» THE INPUT:

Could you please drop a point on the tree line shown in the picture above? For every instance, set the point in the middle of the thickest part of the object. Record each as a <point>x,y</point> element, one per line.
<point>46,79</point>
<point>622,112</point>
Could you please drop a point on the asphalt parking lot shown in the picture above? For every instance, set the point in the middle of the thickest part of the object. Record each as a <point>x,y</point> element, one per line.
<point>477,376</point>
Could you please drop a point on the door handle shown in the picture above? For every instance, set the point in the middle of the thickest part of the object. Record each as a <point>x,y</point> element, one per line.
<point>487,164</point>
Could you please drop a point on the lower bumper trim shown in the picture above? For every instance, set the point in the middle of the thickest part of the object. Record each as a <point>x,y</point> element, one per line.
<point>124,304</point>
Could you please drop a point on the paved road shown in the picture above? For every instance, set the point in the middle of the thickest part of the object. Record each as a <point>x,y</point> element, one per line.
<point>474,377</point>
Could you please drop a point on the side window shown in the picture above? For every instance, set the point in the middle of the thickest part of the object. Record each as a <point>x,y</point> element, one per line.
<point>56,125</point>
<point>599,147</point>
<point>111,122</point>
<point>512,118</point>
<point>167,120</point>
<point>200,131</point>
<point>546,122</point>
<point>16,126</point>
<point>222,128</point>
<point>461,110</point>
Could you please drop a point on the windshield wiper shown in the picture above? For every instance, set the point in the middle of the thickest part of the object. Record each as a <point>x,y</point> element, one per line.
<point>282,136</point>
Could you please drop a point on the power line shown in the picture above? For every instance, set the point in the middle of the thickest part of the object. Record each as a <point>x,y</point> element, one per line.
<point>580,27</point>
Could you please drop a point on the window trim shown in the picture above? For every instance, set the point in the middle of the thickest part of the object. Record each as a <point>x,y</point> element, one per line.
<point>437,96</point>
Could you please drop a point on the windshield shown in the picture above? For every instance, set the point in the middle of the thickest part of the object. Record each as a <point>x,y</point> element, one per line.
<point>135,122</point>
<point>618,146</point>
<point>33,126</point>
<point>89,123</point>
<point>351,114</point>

» TO DO: Rewrite the records above, changing "thickest part" to "widest part" wherever it occurs and leaving every other word unchanged.

» ANSWER:
Could you please drop a point on the tree line shown in the picture above? For every instance, set the point in the middle of the widest part of the object. Record each as a <point>x,y</point> element, one per line.
<point>46,79</point>
<point>622,112</point>
Could you please drop a point on the asphalt parking lot shown in the picture above? For every instance, set the point in the middle of the widest part of the object. Record each as a <point>x,y</point> element, one per line.
<point>477,376</point>
Could you please drop a point on the door handle shown in the picture above? For every instance, set the point in the middle of the widest part of the object. Record each as a <point>x,y</point> element, one per line.
<point>487,164</point>
Could you please drop a point on the lower bumper trim shown in the picture above? For every instance, set the point in the middle of the widest part of the object. Record each as a <point>x,y</point> element, one per line.
<point>124,304</point>
Could you please drop a point on the paved road shown in the picture above? For every instance, set the point in the middle of the widest part of the object. Record each as a <point>x,y</point> element, one per line.
<point>474,377</point>
Could you please drop a point on the side window shown in the picture above? For every instance, set the point in the middle of the widest part of the object. Record each as a <point>x,y</point> element, one per line.
<point>56,125</point>
<point>599,147</point>
<point>111,122</point>
<point>512,118</point>
<point>167,120</point>
<point>200,131</point>
<point>546,122</point>
<point>16,126</point>
<point>222,128</point>
<point>461,110</point>
Could you please drop a point on the windshield wiper shown in the picture above? For every instance, set the point in the middle of the widest part of the object. Record each as a <point>x,y</point> element, one per line.
<point>282,136</point>
Could you please drop a point on the power line shown in the picture above? For every instance, set the point in the middle of the widest part of the object. Record each as a <point>x,y</point> element, one per line.
<point>580,27</point>
Could you please drop a point on the window trim shown in the picture above? For every instance, set the point in the middle of the widest part of the object. Record each as a <point>x,y</point> element, one per line.
<point>437,96</point>
Could you please drop a point on the windshield shown in the picture above? For every instance, set the point in the middle of the widest part of the object. Record each as a <point>x,y</point> element, one per line.
<point>135,122</point>
<point>618,146</point>
<point>33,126</point>
<point>89,123</point>
<point>351,114</point>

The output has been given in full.